> _Requirements_
- A) According to the post on polling error, why did the underrepresentation of low social trust Americans in surveys historically not matter for pre-election polls?
- B) Copy word for word everything in the post on polling error from "One important check" down to "shows the results.".

> _Page text_
>> START

Edit 11/19/20: Here’s another graph looking at how turnout and vote correlate at the county level, but this time measuring both in terms of changes from 2016 to 2020.
Note: This post and analysis emerged from discussion with others on Twitter. Many thanks to them for engaging and their thoughts/work–find the exchange in a thread starting here.
A growing theory for polling error in the 2016 and 2020 elections is nonresponse bias along social trust levels. Low social trust Americans have long been underrepresented in surveys, but historically this hasn’t mattered for pre-election polls because social trust was uncorrelated with the outcome of interest in elections — presidential vote choice. This new theory posits the trust/vote relationship changed starting with Donald Trump on the ballot in 2016, and thus lower response rates among low-trust Americans now present a serious problem for pollsters.
One important check of this theory is whether the relationship between social trust and voting did in fact change starting in 2016. I used ANES surveys in 2012 and 2016 to evaluate this question, regressing Republican vote choice in each year (Mitt Romney and Trump) on the typical measure for general social trust–“Generally speaking, how often can you trust other people?–coded such that higher values indicate more distrust. The first panel of regression coefficients in the below graph shows the results.

>> END

(Point placement records)
>> START

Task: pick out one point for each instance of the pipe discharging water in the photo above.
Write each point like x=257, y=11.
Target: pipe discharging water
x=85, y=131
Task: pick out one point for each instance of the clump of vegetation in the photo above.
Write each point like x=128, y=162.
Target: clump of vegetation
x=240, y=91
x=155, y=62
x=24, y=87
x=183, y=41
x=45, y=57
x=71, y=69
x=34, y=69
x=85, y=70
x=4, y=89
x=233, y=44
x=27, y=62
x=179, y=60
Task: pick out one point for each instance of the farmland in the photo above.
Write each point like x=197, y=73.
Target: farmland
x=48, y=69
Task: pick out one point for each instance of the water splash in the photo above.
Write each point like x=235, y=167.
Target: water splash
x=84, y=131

>> END
>> START

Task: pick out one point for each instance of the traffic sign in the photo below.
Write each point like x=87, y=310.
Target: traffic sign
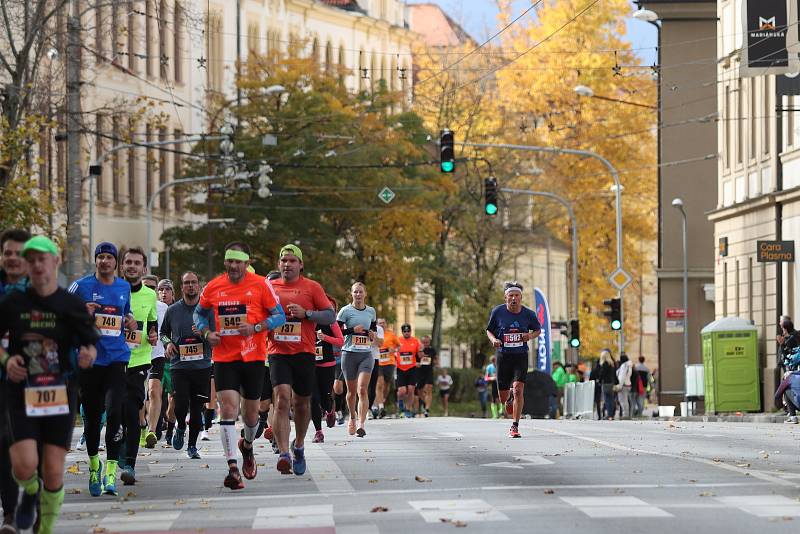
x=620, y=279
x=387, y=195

>> END

> _Task answers_
- A) It didn't matter because social trust was uncorrelated with presidential vote choice, the outcome of interest in elections. The newer theory holds that this changed once Donald Trump was on the ballot in 2016.

- B)
One important check of this theory is whether the relationship between social trust and voting did in fact change starting in 2016. I used ANES surveys in 2012 and 2016 to evaluate this question, regressing Republican vote choice in each year (Mitt Romney and Trump) on the typical measure for general social trust–“Generally speaking, how often can you trust other people?–coded such that higher values indicate more distrust. The first panel of regression coefficients in the below graph shows the results.